--- START OF GIVEN RECORDS ---
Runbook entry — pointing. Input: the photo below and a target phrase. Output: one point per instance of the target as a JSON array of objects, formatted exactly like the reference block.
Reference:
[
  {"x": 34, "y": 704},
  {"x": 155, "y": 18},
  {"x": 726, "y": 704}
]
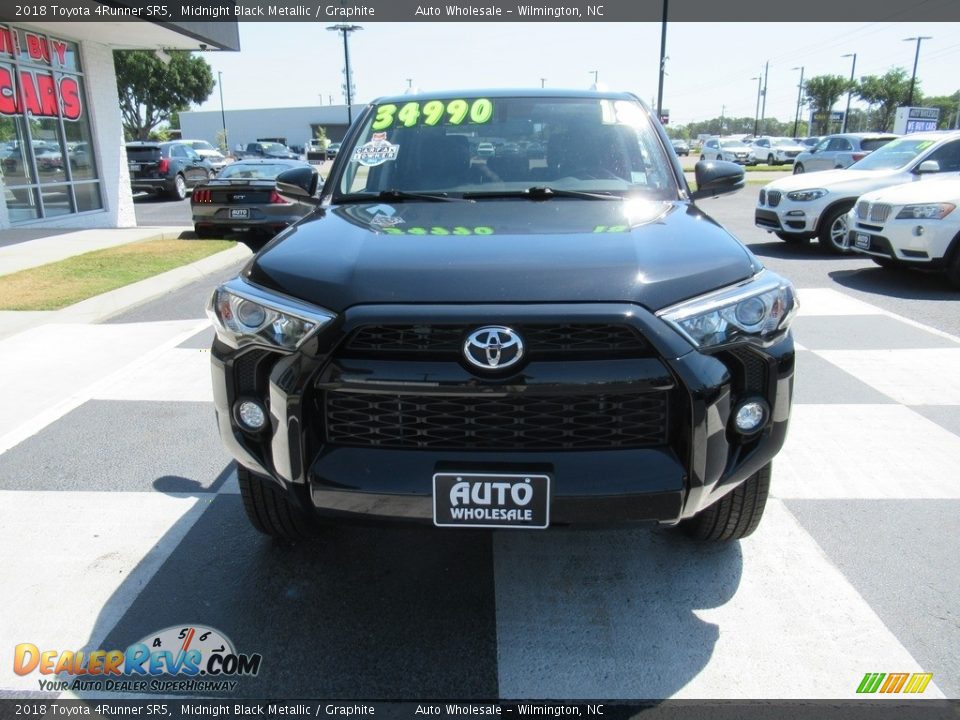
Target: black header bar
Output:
[{"x": 334, "y": 11}]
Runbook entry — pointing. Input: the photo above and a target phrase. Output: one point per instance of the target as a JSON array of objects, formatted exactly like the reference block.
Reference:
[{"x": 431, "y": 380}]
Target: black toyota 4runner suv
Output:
[{"x": 506, "y": 311}]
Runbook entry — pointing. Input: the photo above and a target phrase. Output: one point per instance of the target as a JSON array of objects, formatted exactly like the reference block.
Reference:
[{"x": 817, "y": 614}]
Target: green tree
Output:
[
  {"x": 151, "y": 90},
  {"x": 884, "y": 94},
  {"x": 822, "y": 92}
]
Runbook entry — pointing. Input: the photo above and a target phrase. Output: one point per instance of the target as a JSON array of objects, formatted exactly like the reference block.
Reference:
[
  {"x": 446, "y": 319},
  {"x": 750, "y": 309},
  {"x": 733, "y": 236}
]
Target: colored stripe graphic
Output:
[
  {"x": 894, "y": 682},
  {"x": 870, "y": 682},
  {"x": 918, "y": 682}
]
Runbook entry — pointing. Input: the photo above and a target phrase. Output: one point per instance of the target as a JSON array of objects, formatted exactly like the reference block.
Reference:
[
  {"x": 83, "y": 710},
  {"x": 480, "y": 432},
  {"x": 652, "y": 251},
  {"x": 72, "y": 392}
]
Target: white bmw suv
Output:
[
  {"x": 800, "y": 207},
  {"x": 913, "y": 225}
]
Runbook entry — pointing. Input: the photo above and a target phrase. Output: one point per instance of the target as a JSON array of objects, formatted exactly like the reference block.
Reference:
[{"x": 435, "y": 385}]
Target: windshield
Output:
[
  {"x": 252, "y": 171},
  {"x": 506, "y": 145},
  {"x": 893, "y": 155}
]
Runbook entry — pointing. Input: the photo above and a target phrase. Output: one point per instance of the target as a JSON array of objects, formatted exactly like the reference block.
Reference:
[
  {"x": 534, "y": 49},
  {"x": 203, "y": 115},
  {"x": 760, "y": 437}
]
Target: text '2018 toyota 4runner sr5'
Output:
[{"x": 548, "y": 334}]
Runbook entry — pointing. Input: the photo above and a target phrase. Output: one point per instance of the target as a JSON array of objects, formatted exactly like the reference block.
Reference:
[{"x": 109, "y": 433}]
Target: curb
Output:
[
  {"x": 104, "y": 306},
  {"x": 114, "y": 302}
]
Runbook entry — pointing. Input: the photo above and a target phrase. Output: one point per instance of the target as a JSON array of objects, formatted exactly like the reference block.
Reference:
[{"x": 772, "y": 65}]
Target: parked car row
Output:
[{"x": 896, "y": 204}]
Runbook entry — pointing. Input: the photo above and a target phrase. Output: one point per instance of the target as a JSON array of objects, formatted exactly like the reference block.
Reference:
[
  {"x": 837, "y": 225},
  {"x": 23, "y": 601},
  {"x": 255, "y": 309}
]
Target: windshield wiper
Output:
[
  {"x": 394, "y": 195},
  {"x": 539, "y": 192}
]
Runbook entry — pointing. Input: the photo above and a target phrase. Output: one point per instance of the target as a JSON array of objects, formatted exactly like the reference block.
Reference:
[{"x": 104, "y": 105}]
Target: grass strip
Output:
[{"x": 57, "y": 285}]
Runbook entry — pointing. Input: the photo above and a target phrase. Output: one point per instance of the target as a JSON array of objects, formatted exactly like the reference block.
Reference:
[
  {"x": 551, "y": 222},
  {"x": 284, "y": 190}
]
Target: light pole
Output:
[
  {"x": 663, "y": 58},
  {"x": 796, "y": 119},
  {"x": 756, "y": 115},
  {"x": 346, "y": 29},
  {"x": 853, "y": 69},
  {"x": 223, "y": 115},
  {"x": 916, "y": 57}
]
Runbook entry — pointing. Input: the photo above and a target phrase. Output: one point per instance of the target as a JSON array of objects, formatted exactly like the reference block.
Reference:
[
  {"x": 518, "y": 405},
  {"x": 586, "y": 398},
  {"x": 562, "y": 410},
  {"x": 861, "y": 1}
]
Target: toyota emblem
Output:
[{"x": 493, "y": 347}]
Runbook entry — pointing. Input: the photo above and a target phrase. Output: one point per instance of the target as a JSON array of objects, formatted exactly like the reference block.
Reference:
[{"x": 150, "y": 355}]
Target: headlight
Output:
[
  {"x": 244, "y": 314},
  {"x": 807, "y": 195},
  {"x": 763, "y": 305},
  {"x": 933, "y": 211}
]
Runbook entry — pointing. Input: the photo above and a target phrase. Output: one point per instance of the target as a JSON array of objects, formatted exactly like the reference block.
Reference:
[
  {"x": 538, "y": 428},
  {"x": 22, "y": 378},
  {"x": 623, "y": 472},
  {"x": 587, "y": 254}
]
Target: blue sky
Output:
[{"x": 710, "y": 65}]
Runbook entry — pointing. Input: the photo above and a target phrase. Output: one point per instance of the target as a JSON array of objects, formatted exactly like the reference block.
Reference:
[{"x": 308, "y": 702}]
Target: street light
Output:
[
  {"x": 916, "y": 57},
  {"x": 346, "y": 29},
  {"x": 796, "y": 119},
  {"x": 223, "y": 115},
  {"x": 853, "y": 69},
  {"x": 756, "y": 116}
]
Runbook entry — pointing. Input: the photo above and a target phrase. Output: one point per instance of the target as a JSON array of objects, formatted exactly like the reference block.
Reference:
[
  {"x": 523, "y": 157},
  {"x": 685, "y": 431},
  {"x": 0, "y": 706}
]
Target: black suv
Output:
[
  {"x": 167, "y": 167},
  {"x": 505, "y": 342}
]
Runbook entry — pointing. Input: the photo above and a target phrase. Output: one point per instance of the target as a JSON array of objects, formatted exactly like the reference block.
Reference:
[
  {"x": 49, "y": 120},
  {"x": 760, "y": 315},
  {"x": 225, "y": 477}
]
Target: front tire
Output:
[
  {"x": 179, "y": 189},
  {"x": 833, "y": 229},
  {"x": 736, "y": 515},
  {"x": 269, "y": 510}
]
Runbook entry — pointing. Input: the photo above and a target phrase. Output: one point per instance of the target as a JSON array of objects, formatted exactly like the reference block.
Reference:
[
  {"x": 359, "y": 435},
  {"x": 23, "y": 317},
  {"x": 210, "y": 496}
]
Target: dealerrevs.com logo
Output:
[{"x": 185, "y": 658}]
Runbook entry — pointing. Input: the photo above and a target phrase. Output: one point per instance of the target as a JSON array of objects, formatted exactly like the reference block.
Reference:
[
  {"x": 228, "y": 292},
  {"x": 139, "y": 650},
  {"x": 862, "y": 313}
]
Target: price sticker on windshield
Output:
[{"x": 433, "y": 112}]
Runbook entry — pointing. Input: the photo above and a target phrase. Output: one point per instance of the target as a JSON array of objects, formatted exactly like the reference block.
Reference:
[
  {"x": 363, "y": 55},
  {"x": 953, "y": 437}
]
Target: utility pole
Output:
[
  {"x": 763, "y": 111},
  {"x": 346, "y": 29},
  {"x": 756, "y": 115},
  {"x": 916, "y": 57},
  {"x": 796, "y": 119},
  {"x": 663, "y": 58},
  {"x": 853, "y": 69}
]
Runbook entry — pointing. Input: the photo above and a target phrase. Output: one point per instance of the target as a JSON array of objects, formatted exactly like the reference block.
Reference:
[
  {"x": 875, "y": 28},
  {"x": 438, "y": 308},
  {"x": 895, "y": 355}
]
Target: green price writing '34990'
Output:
[{"x": 433, "y": 112}]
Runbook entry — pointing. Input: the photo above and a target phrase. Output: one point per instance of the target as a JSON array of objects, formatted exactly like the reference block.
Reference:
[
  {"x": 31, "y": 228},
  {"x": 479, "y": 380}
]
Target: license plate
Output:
[{"x": 491, "y": 500}]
--- END OF GIVEN RECORDS ---
▶ **TASK TO COMPLETE**:
Which lines in the entries above contain the word "toyota"? Locate each one and copy it out.

▶ **ANSWER TO THE PROBLEM**:
Target: black toyota 4runner suv
Target: text '2018 toyota 4runner sr5'
Target: toyota emblem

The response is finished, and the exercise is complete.